■ Texto dado:
Desde el inhóspito y estéril presente, una bailarina de ballet viaja a las profundidades de sus recuerdos –motivo recurrente en el autor sueco, como ejemplifica su celebrada Fresas Salvajes– a causa del incendio emocional que le provoca un rescoldo del pasado, reavivado de improviso. En paralelo, el filme se establece a su vez como un periplo externo: el que conduce a la mujer a la isla donde disfrutaba de los meses cálidos en su juventud; el mismo lugar donde experimentaría la realización romántica. Por supuesto, la fugacidad de aquel amor solo deja tras de sí fantasmas difuminados por los años.
La ambientación del relato desempeña un papel fundamental en la expresión y la transferencia de las emociones de su protagonista. El escenario inicial, rígido y oscuro, azotado por el viento, con Maj-Britt Nilsson envuelta en un sobrio vestido, el cabello sujeto en un tenso moño, un rictus inquebrantable en el semblante, grueso maquillaje para cubrir su condición de llaga viva y dos azucarillos en el café para disimular la amargura, se plantea en contraposición directa con el luminoso y exuberante jardín de la infancia, la belleza inmaculada y jovial de su gesto, la ropa holgada, el pelo alborotado y su actitud desenfadada y burlona.

■ Tarea planteada 1:
Responde brevemente según el texto sobre la película:
(a) ¿A qué se dedica la protagonista?
(b) ¿Cuántos azucarillos echa en el café?
(c) ¿Qué obra del autor sueco se menciona como ejemplo?
■ Tarea planteada 2: Reproduce sin cambios el fragmento del texto sobre la película que empieza con las palabras "Desde el inhóspito" y termina con "por los años.".
■ Tarea planteada 3: Por favor, prosigue el texto sobre la película a partir de su última oración.

■ Información dada:
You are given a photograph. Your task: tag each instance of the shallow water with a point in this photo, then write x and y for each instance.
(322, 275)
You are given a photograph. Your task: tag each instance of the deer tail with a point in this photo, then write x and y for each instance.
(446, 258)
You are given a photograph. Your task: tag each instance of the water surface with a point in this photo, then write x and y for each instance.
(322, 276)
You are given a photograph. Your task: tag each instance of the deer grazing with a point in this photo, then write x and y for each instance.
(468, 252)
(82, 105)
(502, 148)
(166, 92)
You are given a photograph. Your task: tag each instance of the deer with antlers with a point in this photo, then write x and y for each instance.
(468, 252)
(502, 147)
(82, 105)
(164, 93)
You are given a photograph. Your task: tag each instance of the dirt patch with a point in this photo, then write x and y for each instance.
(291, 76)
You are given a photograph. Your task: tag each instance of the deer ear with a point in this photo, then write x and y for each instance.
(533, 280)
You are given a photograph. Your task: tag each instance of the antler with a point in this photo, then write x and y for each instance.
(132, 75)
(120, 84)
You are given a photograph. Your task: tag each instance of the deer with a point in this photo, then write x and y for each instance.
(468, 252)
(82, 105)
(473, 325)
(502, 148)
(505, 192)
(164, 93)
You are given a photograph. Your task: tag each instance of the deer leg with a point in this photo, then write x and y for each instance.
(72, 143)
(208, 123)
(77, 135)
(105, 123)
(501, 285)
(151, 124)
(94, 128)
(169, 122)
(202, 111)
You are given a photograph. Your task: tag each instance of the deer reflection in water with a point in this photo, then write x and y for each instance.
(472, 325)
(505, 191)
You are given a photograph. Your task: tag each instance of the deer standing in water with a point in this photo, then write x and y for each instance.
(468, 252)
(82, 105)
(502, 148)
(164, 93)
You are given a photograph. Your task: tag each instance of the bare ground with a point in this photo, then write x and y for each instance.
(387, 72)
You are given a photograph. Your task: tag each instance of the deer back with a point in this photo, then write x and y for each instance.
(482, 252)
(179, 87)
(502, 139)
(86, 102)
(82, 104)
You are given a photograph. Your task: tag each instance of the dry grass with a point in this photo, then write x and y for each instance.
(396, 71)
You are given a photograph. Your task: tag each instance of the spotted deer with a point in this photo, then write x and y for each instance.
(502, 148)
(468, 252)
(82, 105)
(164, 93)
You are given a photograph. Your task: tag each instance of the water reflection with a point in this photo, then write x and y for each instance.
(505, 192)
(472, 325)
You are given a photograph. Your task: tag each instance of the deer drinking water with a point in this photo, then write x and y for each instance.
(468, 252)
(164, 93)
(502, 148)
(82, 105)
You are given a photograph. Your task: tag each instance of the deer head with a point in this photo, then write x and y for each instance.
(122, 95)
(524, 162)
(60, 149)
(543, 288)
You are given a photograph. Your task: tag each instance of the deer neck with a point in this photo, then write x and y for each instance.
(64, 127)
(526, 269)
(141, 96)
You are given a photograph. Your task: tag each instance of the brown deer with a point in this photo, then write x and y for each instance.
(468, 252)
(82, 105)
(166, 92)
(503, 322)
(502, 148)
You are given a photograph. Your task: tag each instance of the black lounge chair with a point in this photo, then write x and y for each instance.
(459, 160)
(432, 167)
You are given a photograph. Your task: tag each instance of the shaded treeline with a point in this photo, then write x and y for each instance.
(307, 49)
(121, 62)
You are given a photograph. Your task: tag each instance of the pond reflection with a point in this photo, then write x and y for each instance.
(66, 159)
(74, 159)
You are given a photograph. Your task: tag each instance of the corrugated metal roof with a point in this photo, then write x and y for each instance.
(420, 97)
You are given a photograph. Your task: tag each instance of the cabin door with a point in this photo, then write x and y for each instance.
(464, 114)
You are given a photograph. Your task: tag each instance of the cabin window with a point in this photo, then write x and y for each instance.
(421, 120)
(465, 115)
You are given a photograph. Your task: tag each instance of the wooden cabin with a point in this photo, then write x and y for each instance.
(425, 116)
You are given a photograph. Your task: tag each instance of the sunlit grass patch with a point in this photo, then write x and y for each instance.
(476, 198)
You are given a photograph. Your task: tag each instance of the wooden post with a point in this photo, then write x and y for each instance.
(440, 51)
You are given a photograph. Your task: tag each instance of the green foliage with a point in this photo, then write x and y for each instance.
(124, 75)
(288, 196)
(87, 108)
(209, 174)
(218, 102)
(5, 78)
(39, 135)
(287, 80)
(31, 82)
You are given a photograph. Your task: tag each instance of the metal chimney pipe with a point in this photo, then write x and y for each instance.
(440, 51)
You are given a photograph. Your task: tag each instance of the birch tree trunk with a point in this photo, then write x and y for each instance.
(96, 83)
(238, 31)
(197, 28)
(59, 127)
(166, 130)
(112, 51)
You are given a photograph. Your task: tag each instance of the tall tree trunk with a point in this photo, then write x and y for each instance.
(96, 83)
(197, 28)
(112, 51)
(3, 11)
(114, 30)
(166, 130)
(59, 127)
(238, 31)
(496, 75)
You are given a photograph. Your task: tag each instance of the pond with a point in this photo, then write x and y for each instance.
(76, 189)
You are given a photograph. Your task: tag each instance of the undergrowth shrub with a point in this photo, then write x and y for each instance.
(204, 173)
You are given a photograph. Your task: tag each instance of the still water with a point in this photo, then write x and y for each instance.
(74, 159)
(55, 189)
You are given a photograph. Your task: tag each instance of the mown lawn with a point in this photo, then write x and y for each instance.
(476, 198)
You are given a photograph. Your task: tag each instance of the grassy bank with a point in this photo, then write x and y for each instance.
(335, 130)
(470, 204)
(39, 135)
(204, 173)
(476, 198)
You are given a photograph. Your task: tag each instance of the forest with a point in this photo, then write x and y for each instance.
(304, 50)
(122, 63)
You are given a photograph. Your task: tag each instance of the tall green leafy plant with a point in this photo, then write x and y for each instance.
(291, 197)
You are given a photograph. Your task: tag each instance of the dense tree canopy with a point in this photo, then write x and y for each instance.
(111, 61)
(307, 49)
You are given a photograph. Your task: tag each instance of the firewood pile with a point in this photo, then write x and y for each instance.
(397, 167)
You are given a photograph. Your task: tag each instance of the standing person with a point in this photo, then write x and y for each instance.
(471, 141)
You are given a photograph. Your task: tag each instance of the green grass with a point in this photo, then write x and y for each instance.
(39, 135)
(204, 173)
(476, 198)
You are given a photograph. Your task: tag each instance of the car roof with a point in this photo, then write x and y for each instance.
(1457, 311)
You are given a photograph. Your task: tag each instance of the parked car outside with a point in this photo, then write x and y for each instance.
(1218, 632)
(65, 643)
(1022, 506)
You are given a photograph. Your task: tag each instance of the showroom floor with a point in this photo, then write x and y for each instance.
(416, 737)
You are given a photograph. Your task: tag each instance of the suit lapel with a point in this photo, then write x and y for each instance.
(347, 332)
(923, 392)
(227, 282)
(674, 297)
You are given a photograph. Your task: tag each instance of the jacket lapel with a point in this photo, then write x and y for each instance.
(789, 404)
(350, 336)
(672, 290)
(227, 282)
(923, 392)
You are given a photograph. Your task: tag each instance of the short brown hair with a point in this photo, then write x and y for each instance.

■ Resultado del ejercicio 1:
(a) Es bailarina de ballet.
(b) Dos.
(c) Fresas Salvajes.

■ Resultado del ejercicio 2:
Desde el inhóspito y estéril presente, una bailarina de ballet viaja a las profundidades de sus recuerdos –motivo recurrente en el autor sueco, como ejemplifica su celebrada Fresas Salvajes– a causa del incendio emocional que le provoca un rescoldo del pasado, reavivado de improviso. En paralelo, el filme se establece a su vez como un periplo externo: el que conduce a la mujer a la isla donde disfrutaba de los meses cálidos en su juventud; el mismo lugar donde experimentaría la realización romántica. Por supuesto, la fugacidad de aquel amor solo deja tras de sí fantasmas difuminados por los años.

■ Resultado del ejercicio 3:
Bergman, excelente redactor y superdotado ilustrador, emplea una estética y un tono cercano al cuento tradicional para plasmar estos recuerdos del paraíso perdido, de la inocencia rota. Nos encontramos así ante un Edén poblado de árboles en flor, abundantes frutas silvestres y maravillosas aves tropicales en el que los dos amantes dan rienda suelta a su cálido romance al que se aproximan desde un plano diametralmente opuesto: sentido desde las entrañas él, como un cosquilleo en la epidermis ella –postura similar a la de Un verano con Mónica, película que situaría definitivamente a Bergman en el panorama cinematográfico internacional y con la que se podría componer un curioso díptico sobre el amor veraniego-. Un encuentro amoroso que crece como un delicado y simpático juego hasta arraigarse en el alma de ambos.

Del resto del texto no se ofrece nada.